## EXERCISE PROMPT:
How many lines in the entries below contain the word "brick"? Reply with the number only.

---+---

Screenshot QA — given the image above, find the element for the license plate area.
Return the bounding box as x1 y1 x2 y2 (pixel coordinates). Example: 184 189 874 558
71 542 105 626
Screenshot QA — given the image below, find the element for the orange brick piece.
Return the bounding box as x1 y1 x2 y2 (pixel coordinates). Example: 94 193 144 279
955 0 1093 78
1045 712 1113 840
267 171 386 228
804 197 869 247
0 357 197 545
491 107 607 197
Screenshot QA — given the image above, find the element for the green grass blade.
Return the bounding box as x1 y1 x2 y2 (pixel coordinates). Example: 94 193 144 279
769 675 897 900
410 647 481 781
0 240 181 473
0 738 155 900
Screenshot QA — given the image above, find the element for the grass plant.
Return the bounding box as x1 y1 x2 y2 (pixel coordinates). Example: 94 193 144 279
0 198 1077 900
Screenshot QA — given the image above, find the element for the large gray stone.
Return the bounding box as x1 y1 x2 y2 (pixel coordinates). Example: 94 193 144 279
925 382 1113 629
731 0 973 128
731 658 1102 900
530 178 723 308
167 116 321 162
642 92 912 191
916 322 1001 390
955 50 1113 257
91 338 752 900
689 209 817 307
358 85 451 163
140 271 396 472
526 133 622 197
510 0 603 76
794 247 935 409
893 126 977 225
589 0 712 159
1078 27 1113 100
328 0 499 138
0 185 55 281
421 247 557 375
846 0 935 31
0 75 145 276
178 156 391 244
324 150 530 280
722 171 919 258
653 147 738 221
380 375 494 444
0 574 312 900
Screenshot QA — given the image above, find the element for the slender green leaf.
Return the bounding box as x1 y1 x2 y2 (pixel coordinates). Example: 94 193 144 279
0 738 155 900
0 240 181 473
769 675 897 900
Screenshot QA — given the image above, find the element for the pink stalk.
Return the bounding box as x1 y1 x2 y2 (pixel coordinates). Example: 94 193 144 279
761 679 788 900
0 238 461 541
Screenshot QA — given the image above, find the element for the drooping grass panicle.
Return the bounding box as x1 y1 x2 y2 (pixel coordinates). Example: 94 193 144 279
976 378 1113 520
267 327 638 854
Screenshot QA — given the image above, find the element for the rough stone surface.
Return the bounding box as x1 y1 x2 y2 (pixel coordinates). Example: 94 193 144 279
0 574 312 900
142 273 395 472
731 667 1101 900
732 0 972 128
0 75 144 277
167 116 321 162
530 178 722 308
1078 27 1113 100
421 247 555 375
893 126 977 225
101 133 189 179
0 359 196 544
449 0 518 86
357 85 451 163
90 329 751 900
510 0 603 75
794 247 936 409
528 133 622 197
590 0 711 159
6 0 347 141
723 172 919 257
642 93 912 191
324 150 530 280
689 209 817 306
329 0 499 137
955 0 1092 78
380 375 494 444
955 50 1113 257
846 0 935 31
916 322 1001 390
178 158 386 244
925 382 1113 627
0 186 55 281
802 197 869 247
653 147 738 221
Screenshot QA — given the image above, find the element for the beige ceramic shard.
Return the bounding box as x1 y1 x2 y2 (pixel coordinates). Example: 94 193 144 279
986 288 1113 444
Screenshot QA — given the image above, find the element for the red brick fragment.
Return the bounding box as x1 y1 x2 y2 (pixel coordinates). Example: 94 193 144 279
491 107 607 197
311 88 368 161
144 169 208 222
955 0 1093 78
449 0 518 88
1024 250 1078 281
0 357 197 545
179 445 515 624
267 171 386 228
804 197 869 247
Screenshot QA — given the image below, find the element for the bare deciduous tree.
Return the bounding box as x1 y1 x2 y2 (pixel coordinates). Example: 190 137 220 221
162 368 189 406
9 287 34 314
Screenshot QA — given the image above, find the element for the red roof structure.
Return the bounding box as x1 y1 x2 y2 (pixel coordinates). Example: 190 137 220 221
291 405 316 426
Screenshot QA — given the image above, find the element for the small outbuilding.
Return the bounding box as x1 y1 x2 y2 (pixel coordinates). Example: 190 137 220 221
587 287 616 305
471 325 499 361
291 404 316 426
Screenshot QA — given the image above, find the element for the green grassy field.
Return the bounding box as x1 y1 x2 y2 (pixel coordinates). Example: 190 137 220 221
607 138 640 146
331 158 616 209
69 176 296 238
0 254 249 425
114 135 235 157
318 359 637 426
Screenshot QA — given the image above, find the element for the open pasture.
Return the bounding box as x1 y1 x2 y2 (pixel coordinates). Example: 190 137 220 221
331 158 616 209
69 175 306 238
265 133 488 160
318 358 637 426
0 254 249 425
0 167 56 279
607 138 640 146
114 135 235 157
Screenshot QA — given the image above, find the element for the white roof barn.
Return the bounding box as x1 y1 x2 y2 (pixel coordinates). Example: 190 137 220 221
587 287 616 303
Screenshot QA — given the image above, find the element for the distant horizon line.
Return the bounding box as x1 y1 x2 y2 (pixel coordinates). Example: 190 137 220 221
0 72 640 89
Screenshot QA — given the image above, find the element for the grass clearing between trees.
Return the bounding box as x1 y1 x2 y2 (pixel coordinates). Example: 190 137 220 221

---+---

## TASK RESULT:
2